Thursday, April 23, 2015

It's All My Mother's Fault


"I think being in charge of 112 hormonal humans each day at work has awoke a Dunnevant Family take-charge brazenness that's lain dormant within me for most of my life. I smiled and nodded understandingly through plenty of nonsense and inconvenience as a younger woman, but my tolerance for incompetence has worn thin. Today, after being told that my car would stay in the repair shop for yet another day, I heard myself declare in no uncertain terms and without missing a beat that the lag time on this repair was unacceptable, that my husband and I were very disappointed in the poor customer service, and that we expected better. My tone made ME nervous. I mean, I came close to issuing him a lunch detention. The man stuttered and stammered for a while and then miraculously found a way to finish the repair before closing time tonight.

Lately, when I hear myself speaking, I feel simultaneously impressed by my assertiveness and humbled by my lack of patience and grace. Whichever way the cookie crumbles, I blame/credit the shenanigans of my 112 middle schoolers...and the Dunnevants."

Exercise objective: Carry on the blog post about the car repair and getting more assertive, picking up after its final sentence. You won't need the records for this.

Natural language region descriptions:
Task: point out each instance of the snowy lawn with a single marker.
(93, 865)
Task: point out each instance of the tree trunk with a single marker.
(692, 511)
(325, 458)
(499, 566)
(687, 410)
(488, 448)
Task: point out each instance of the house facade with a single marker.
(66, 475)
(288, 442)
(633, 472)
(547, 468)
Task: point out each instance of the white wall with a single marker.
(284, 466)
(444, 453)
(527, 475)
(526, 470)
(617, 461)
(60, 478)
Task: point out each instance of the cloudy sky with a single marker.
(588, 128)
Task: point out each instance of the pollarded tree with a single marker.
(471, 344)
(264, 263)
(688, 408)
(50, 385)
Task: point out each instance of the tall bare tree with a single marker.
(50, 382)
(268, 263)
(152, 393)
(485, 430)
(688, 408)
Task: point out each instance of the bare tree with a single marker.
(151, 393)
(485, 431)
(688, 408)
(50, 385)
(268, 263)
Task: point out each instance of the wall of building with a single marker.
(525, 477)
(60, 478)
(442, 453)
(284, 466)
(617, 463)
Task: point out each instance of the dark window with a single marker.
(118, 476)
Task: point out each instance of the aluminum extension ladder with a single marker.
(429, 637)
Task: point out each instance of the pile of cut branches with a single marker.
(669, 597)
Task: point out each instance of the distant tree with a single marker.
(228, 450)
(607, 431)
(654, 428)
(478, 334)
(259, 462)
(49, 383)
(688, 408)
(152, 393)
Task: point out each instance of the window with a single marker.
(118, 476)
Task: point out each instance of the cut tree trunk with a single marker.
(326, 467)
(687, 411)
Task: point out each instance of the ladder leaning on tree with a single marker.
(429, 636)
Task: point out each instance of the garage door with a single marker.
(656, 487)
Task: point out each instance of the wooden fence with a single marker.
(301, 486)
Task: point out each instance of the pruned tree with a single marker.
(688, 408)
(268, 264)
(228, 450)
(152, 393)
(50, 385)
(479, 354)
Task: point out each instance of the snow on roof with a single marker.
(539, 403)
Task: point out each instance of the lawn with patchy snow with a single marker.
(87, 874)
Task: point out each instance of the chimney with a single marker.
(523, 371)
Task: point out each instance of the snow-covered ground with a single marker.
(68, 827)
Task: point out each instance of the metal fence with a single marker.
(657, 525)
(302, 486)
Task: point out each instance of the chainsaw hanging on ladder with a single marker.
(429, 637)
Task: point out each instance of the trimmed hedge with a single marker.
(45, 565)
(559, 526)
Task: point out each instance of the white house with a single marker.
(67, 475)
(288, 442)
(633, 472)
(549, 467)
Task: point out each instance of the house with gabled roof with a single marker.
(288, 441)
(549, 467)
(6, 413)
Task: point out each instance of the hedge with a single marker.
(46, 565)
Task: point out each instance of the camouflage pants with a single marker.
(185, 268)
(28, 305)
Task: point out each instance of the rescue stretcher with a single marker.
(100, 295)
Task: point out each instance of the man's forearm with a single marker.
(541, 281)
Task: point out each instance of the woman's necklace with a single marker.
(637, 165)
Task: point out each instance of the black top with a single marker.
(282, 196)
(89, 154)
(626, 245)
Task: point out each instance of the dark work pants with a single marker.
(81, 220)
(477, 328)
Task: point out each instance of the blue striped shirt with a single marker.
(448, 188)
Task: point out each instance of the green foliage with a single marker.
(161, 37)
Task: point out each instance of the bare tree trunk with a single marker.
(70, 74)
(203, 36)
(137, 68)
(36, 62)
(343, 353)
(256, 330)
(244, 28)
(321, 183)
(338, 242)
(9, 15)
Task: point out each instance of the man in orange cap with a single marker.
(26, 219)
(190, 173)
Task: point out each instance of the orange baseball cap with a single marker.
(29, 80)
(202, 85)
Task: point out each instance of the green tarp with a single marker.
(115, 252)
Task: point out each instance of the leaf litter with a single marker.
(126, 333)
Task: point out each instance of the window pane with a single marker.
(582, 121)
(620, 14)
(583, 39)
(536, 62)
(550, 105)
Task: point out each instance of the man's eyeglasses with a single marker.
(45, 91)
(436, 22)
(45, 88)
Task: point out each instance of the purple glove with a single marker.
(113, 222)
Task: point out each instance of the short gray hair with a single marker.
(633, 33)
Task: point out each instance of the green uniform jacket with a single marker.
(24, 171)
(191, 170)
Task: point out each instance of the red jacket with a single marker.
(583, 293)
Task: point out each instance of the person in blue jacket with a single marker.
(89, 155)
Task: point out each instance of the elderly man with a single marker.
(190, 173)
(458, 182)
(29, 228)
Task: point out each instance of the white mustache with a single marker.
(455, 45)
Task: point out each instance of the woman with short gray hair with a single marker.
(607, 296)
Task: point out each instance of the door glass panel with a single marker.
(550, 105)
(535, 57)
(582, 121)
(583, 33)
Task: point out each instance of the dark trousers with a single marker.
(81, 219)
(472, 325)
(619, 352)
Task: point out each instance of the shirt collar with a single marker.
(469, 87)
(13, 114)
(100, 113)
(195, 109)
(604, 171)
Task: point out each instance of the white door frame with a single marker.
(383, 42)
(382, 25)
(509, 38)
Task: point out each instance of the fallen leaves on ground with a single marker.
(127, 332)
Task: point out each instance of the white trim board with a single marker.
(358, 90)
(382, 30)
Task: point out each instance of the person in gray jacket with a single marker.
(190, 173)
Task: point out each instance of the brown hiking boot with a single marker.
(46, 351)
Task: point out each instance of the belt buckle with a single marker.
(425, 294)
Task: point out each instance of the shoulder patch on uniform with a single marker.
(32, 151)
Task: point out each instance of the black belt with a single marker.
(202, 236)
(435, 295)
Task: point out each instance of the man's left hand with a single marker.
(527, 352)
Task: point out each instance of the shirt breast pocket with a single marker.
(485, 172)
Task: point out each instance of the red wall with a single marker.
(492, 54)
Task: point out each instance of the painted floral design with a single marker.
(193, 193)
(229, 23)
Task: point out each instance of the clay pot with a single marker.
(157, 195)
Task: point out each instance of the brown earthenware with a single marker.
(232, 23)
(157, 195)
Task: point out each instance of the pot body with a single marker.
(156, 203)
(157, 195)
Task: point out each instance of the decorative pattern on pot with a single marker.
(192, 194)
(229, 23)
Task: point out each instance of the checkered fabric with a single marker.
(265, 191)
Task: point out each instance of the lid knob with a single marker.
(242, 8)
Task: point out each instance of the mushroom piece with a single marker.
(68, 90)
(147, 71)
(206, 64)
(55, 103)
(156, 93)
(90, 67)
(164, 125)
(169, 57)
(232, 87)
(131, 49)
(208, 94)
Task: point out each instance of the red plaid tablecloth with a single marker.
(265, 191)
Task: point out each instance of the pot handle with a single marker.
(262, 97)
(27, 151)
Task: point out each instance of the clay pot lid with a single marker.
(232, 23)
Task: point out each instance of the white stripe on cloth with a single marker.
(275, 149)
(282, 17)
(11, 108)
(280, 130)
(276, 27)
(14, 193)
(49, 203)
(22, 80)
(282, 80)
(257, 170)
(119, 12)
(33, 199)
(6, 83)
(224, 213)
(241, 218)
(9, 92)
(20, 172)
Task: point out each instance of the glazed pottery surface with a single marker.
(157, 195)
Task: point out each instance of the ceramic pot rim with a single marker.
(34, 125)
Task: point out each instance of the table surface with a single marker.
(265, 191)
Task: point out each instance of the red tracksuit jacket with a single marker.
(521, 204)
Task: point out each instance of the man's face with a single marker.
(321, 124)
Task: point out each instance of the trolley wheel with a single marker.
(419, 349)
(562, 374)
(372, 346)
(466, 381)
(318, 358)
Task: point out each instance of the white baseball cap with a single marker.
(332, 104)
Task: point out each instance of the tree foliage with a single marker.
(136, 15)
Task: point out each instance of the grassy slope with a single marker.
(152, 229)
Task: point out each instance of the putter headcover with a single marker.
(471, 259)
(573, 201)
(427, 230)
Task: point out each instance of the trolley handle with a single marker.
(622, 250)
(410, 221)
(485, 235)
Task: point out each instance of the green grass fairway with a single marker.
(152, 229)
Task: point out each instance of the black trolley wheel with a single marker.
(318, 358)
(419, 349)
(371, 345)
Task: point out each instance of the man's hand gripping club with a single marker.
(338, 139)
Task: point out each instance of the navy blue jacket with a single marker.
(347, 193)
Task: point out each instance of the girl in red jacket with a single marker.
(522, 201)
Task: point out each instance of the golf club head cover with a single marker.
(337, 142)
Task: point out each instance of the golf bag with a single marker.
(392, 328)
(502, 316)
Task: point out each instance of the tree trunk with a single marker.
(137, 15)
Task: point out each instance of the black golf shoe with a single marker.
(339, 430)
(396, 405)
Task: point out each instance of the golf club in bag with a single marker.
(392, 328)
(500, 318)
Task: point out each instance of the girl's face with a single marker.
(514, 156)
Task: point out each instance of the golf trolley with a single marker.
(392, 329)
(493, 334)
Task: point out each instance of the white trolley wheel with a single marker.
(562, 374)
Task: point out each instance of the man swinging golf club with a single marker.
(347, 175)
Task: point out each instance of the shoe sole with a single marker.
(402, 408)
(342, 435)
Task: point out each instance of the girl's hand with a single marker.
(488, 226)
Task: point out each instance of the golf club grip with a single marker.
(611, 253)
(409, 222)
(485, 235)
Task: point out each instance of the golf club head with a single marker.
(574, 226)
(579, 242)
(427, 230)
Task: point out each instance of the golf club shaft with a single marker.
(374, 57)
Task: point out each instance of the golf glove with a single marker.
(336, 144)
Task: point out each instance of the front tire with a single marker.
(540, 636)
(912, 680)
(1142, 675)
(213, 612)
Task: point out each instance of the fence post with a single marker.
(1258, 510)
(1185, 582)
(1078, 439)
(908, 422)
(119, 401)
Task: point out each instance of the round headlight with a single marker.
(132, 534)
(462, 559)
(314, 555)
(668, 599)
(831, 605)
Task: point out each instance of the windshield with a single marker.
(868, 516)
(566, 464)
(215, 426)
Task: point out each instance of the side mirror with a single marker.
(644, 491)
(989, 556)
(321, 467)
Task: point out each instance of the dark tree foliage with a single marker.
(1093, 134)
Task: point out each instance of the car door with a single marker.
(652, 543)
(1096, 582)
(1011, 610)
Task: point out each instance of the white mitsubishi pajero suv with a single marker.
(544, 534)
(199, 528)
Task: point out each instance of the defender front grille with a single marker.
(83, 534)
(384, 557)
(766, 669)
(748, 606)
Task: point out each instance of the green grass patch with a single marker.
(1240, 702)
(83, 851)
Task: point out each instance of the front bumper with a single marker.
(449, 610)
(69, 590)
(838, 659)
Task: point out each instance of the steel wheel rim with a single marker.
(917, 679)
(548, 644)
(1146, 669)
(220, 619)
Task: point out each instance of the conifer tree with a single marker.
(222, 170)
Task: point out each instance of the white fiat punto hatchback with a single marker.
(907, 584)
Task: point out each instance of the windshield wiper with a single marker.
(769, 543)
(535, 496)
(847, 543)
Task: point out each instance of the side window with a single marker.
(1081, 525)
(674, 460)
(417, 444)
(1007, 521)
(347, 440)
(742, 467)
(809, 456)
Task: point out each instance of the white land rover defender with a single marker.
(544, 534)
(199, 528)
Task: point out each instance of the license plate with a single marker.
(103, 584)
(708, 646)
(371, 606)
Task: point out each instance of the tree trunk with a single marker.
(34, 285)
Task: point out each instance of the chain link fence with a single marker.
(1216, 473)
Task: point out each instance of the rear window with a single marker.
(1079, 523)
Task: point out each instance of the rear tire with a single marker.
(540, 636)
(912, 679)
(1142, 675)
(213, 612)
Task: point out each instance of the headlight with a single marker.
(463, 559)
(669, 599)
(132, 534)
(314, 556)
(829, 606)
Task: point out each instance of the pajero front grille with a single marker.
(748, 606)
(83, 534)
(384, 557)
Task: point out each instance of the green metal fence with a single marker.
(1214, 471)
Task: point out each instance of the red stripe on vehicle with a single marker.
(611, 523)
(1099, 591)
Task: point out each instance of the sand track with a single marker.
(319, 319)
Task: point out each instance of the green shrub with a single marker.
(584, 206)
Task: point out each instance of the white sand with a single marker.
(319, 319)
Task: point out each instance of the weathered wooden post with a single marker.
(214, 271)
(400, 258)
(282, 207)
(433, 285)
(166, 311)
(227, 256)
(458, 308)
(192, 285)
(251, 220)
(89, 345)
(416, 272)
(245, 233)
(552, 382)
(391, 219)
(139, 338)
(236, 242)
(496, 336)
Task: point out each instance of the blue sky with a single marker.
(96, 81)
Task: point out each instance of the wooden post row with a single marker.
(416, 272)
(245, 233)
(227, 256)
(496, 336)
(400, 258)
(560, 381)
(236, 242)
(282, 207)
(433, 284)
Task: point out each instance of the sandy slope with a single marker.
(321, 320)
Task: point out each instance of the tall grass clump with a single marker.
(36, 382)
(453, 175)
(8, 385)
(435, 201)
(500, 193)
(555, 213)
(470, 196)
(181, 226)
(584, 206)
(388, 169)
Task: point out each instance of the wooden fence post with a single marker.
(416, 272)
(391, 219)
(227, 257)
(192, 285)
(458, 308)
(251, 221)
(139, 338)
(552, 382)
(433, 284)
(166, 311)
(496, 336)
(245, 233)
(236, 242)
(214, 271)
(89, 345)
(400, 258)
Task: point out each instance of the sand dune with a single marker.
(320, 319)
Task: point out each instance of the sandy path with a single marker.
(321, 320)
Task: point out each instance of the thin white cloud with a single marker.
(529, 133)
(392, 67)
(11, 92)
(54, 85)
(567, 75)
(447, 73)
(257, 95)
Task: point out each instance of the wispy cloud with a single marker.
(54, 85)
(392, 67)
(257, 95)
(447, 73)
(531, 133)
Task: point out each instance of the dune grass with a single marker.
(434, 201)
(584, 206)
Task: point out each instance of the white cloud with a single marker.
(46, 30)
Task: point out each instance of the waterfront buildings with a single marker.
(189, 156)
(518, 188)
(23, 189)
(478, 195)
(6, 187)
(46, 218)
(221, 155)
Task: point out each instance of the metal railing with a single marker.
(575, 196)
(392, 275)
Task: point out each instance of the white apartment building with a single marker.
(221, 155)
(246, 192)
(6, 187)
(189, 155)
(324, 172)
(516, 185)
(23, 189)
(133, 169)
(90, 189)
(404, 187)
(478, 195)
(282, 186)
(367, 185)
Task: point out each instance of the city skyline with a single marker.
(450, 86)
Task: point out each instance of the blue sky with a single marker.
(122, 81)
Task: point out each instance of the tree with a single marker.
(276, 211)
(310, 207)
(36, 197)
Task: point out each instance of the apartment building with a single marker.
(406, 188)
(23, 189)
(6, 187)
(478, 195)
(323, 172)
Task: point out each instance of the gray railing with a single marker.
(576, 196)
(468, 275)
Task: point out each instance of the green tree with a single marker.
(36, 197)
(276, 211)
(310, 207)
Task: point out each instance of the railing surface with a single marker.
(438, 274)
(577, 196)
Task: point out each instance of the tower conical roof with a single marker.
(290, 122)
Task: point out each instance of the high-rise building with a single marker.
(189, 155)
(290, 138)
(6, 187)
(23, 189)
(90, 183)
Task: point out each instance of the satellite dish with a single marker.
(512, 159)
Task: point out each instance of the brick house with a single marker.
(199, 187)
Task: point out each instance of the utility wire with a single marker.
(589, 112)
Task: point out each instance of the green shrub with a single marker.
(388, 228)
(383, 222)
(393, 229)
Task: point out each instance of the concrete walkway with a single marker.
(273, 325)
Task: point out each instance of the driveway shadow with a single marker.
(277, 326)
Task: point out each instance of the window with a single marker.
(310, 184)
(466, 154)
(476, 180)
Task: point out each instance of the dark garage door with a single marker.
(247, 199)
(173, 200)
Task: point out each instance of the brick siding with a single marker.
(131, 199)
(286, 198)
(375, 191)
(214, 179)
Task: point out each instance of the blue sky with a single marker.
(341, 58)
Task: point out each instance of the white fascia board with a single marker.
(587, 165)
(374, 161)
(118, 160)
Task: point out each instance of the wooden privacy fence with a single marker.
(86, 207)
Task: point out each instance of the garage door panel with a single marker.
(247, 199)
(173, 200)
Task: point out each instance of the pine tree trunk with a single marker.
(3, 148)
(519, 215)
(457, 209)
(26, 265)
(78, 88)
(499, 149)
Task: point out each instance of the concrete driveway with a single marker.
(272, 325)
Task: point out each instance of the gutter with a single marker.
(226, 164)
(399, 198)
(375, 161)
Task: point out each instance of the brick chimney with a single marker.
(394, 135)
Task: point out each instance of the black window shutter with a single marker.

The answer:
                                                                                                   
When I read my daughter's Facebook status from yesterday, I had my own "simultaneously impressed and humbled" moment. I had such high hopes for Kaitlin. I thought that maybe, just maybe she was going to turn out to be the nice one. I mean, Linda and Bill have Christina so it is possible. But no...two years of middle school has unleashed that old familiar family tradition in my sweet, beautiful Kaitlin. I blame my mother. It's all her fault. Let me explain.

Anyone who knew my Dad would tell you that there never lived a kinder, more gentle soul. He was a true gentleman, possessed of endless patience, and when not in the pulpit, he was the very definition of tact. He managed to pass on these admirable traits to zero of his children. Why? Because my mother's genes were dominant. We all inherited her opinionated, forceful, aggressive, argumentative,(notice the great literary lengths to which I am going in order to avoid the word, "RUDE") nature. As such, there are a long list of occupations to which Dunnevants are ill-suited. For example:

DIPLOMAT

Ambassador From Kyrgyzstan: My country would like to object in the strongest way to the Imperialist Dogs of America who are attempting to plunder my country's natural resources in a capitalist conspiracy to...

Me: You smell.

POLITICIAN

Constituent: I've been out of work for two years and now they tell me my unemployment checks are going to be cut off! I want you to do something about this outrage.

Me: What do I look like, your mother?  Two years on the public doll is enough, you lazy slob.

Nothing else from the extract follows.